Text block:
About the Book: No Matter the Distance

Penny Rooney has cystic fibrosis (CF), which means she has to do breathing treatments to help her lungs work. Some days, it seems like her CF is the only thing Penny knows about herself for sure. From her point of view, everyone around her can make sense of their place in the world. Then during spring break Penny spots something impossible in the creek behind her house: a dolphin, far from its home. As Penny’s CF worsens, she realizes that Rose needs to return to her pod to get better. Will Penny be able to help guide Rose back to the ocean, even if it means losing her friend?

 Emily Habeck Cindy Baldwin

About the Author: Cindy Baldwin

Cindy Baldwin is the author of the critically acclaimed novels Where the Watermelons Grow, Beginners Welcome, The Stars of Whistling Ridge and No Matter the Distance (a Junior Library Guild selection). She lives just outside Portland, Oregon, with her husband and daughter

No Matter the Distance - Discussion Questions

No Matter the Distance - Additional Discussion Questions

An Interview withCindy Baldwin

I have loved books and reading for as long as I can remember. Some of my earliest memories are falling asleep to an audio cassette recording of Anne of Green Gables! I loved how books could transport me to anywhere I wanted. When I was in middle school, I got serious about wanting to be a writer as well—I wanted to recreate the magic I’d experienced with my own stories.

Records:

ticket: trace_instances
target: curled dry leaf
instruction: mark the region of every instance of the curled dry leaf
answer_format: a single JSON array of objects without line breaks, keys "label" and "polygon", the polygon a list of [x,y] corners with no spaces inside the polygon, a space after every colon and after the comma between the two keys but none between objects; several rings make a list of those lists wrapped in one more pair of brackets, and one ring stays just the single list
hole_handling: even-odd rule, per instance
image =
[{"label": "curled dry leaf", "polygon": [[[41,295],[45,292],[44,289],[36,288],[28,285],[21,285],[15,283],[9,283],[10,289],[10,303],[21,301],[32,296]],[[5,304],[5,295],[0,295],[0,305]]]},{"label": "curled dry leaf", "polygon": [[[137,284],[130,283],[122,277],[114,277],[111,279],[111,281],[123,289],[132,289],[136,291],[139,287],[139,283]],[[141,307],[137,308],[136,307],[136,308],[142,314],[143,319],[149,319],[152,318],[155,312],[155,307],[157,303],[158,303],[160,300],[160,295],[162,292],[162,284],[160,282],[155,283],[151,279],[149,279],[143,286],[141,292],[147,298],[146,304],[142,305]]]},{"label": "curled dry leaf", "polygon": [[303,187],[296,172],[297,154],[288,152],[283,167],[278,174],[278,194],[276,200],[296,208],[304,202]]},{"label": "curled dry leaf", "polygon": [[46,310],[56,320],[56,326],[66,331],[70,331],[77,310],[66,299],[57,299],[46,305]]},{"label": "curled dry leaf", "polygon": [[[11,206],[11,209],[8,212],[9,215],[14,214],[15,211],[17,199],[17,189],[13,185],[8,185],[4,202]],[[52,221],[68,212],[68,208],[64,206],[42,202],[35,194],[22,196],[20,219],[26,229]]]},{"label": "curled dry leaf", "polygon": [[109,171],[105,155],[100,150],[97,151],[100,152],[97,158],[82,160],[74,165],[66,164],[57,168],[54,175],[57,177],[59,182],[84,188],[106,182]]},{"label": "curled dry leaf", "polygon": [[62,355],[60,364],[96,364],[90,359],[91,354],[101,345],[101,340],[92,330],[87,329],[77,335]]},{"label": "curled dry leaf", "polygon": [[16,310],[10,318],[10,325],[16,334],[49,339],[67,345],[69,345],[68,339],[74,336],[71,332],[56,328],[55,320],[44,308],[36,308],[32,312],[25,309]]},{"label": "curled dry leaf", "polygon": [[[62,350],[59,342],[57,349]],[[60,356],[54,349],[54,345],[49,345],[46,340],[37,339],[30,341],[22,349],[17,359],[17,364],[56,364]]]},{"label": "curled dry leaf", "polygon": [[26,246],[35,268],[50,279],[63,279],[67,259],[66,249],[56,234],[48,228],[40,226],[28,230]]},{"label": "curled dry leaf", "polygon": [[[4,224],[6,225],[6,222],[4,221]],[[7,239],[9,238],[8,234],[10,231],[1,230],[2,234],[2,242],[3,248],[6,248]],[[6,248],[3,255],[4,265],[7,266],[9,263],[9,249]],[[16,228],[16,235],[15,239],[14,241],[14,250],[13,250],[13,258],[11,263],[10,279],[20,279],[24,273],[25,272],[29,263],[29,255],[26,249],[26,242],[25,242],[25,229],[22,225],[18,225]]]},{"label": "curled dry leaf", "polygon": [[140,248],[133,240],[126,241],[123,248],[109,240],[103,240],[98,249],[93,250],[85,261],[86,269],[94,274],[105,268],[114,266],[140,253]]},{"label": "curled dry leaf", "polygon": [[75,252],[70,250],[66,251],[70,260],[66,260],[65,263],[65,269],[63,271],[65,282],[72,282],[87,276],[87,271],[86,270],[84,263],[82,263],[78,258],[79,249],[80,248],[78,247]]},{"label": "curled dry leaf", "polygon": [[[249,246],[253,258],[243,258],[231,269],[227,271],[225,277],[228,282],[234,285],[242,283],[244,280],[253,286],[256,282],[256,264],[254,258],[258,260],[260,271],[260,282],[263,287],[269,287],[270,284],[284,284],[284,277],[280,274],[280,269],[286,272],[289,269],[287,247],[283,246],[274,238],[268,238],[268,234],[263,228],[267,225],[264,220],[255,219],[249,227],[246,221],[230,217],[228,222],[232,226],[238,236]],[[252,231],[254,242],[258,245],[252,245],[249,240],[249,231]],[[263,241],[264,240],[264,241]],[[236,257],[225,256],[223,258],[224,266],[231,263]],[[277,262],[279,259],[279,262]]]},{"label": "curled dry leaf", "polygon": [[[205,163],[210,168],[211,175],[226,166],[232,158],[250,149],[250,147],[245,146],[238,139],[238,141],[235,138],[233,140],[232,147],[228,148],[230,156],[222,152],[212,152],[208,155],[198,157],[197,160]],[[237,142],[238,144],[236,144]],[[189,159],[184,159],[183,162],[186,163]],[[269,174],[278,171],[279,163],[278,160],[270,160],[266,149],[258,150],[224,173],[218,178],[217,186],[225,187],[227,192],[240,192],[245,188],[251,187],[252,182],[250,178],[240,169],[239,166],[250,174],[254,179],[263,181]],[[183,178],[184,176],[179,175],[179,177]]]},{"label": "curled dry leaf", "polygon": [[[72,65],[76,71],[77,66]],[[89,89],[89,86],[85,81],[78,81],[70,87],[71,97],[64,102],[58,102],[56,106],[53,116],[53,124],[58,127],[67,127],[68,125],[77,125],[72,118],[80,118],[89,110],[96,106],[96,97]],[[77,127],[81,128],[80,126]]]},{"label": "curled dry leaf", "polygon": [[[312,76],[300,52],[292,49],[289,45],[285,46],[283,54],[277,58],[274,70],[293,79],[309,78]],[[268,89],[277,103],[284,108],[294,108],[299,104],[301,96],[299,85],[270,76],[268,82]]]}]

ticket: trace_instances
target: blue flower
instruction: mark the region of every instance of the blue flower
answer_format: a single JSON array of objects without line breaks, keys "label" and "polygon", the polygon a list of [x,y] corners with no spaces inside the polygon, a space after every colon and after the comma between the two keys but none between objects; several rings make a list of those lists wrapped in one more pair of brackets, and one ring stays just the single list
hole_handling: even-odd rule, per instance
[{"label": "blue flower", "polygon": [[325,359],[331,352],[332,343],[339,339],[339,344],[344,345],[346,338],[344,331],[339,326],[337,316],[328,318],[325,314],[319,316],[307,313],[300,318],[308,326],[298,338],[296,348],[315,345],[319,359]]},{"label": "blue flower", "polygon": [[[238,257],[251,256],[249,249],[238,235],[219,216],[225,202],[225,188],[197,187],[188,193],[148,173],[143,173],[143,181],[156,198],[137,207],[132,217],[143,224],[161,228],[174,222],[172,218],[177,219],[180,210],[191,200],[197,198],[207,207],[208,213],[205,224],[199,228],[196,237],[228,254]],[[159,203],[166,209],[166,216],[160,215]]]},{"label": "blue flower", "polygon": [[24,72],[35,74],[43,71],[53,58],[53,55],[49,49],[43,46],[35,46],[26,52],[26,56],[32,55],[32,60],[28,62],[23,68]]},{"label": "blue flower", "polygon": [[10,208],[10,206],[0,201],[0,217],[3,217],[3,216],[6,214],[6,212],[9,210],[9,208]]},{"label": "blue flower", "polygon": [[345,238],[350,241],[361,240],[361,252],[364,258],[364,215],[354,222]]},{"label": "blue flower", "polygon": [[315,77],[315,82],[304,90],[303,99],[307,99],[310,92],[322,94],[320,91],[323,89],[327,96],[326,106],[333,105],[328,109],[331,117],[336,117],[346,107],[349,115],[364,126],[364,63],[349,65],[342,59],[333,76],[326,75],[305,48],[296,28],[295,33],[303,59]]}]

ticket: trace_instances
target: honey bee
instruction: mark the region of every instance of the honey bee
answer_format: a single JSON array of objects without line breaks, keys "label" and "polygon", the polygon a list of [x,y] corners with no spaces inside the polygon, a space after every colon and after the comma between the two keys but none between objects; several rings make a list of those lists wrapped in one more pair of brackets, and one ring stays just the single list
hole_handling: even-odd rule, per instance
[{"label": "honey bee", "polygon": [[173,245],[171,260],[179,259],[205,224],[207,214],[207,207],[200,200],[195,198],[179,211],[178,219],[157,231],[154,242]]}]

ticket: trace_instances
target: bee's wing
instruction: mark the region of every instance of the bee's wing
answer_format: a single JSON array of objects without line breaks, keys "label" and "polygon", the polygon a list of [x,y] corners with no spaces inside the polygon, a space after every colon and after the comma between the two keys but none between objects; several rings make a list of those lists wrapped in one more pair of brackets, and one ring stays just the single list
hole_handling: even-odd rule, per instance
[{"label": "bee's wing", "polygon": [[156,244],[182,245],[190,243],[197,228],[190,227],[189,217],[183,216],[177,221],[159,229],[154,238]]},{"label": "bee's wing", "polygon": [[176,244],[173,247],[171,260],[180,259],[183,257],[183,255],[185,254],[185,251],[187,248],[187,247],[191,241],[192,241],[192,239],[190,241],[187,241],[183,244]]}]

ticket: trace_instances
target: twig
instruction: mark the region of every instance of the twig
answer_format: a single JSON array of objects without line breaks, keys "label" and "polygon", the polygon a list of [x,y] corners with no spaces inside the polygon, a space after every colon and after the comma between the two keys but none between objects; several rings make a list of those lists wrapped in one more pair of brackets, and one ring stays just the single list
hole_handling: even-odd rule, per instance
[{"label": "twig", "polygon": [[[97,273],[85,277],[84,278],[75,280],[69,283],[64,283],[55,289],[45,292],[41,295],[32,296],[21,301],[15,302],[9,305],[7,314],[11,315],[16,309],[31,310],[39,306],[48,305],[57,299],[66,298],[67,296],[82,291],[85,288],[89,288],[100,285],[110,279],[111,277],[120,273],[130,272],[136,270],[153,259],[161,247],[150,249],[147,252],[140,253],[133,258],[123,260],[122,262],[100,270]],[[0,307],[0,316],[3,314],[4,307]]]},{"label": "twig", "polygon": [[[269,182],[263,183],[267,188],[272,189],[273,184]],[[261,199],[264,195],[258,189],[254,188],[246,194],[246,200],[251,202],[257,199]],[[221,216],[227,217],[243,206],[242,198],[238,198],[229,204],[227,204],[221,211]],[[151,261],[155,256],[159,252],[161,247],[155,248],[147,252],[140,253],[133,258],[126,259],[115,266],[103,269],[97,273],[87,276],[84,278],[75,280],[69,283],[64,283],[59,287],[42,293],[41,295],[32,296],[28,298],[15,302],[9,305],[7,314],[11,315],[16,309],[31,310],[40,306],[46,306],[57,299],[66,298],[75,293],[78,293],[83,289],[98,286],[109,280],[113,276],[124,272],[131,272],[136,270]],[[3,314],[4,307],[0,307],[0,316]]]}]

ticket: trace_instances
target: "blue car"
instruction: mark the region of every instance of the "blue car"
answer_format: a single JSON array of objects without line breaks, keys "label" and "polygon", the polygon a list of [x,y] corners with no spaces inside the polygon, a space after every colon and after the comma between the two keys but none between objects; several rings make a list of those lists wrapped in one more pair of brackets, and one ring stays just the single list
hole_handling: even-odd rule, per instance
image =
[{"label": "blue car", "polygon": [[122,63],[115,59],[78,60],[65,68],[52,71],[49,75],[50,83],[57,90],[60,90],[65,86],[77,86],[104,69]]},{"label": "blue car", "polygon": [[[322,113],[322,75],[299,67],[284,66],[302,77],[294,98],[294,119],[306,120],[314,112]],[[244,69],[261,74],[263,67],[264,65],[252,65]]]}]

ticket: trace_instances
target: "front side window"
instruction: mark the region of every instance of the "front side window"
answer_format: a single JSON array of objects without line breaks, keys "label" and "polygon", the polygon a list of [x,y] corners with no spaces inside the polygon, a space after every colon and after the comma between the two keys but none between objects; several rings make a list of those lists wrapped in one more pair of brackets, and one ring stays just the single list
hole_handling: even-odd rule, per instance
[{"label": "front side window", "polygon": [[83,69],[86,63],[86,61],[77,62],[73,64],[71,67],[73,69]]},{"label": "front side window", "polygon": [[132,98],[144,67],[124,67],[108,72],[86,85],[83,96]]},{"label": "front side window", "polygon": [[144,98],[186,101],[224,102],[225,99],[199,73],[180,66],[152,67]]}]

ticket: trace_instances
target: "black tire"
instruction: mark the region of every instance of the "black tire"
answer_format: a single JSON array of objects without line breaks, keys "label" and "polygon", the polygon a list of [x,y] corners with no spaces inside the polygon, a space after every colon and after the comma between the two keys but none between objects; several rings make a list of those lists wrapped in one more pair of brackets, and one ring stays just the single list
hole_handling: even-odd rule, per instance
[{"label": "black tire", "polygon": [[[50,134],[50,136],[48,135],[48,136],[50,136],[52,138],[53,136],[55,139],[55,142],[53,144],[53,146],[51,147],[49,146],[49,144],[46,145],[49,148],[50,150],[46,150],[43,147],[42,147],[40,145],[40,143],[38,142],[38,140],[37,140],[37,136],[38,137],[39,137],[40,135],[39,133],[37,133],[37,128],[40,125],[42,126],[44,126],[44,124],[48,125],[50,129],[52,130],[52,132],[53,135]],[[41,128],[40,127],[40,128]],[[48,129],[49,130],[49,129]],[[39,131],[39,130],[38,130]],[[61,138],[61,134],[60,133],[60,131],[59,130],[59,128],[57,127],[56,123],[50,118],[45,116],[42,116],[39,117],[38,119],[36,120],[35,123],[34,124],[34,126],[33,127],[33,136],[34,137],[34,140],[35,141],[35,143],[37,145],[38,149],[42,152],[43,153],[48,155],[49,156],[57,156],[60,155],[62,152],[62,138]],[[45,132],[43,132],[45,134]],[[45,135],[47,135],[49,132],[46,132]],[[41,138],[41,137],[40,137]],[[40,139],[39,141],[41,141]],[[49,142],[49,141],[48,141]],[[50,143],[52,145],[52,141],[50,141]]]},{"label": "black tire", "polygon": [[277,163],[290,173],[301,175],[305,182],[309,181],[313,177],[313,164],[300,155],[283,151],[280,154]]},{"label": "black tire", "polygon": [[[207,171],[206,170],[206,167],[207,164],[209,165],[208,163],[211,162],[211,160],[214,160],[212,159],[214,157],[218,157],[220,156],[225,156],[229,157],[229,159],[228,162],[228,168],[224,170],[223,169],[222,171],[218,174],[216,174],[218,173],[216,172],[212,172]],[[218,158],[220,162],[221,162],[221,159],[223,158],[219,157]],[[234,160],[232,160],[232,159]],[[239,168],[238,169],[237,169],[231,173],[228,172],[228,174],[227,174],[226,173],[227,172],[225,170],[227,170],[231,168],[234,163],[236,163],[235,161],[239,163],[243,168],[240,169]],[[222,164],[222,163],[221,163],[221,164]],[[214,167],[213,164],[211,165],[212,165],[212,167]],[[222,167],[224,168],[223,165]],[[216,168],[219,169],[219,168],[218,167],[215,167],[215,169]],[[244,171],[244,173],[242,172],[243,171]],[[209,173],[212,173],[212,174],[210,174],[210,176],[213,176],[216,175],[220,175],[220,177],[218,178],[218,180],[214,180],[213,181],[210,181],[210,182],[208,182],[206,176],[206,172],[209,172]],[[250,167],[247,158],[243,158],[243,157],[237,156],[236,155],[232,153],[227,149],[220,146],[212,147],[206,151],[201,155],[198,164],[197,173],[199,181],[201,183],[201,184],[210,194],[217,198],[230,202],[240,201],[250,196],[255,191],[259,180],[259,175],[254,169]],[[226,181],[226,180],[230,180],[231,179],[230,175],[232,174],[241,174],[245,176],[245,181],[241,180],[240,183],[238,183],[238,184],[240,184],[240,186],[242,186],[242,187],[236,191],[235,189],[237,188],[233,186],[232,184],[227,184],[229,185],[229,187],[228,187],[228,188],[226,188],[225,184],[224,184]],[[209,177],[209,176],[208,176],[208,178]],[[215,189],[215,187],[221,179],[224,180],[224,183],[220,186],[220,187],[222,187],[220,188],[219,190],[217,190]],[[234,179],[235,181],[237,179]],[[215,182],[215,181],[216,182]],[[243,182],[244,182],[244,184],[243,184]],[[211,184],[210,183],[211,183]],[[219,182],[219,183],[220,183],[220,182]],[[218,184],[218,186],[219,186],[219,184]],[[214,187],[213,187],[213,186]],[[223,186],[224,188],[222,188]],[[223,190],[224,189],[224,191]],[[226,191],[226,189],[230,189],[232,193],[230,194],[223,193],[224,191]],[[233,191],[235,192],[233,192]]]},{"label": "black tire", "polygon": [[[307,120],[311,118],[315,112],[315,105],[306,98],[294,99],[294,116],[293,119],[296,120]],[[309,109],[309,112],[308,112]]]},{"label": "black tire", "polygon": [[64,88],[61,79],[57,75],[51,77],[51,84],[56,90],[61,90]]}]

Tasks to carry out:
1/ According to the book page, why does Penny Rooney have to do breathing treatments?
2/ Echo the part of the book page that opens with the words containing "Penny Rooney has" and closes with "losing her friend?".
3/ Carry on the book page from its final sentence.

Exercise responses:
1/ Penny has cystic fibrosis (CF), and she does the breathing treatments to help her lungs work.

2/
Penny Rooney has cystic fibrosis (CF), which means she has to do breathing treatments to help her lungs work. Some days, it seems like her CF is the only thing Penny knows about herself for sure. From her point of view, everyone around her can make sense of their place in the world. Then during spring break Penny spots something impossible in the creek behind her house: a dolphin, far from its home. As Penny’s CF worsens, she realizes that Rose needs to return to her pod to get better. Will Penny be able to help guide Rose back to the ocean, even if it means losing her friend?

3/
I started drafting No Matter the Distance in April of 2020. I was having terrible writer’s block because of the pandemic, and the book I’d planned to write just wasn’t coming. I finally decided to give it up and jump into drafting a story that combined some of my favorite things: verse, cystic fibrosis representation, and dolphins! I have always wanted to write a book about cystic fibrosis, since there are no other fiction books about CF by authors who share the disease, and I’ve never felt truly represented by any of the (very few) books that exist on the topic. Still, it took me until three books into my career before I felt ready to write about such a deeply personal, and often traumatic, topic! When I started writing No Matter the Distance, there was no connection between CF and dolphins—I just really wanted to write a book about a girl who befriended a dolphin, which has always been my personal lifelong dream. (It was also heavily influenced by my favorite book of all time, A Ring of Endless Light by Madeleine L’Engle.) However, as I researched for the story, I discovered that dolphins are prone to bacterial pneumonia caused by the same rare bacteria that cause recurrent pneumonia in CF patients. This remains the coolest fact I’ve ever encountered in research, and it provided the most beautiful thematic connection between Penny and Rose!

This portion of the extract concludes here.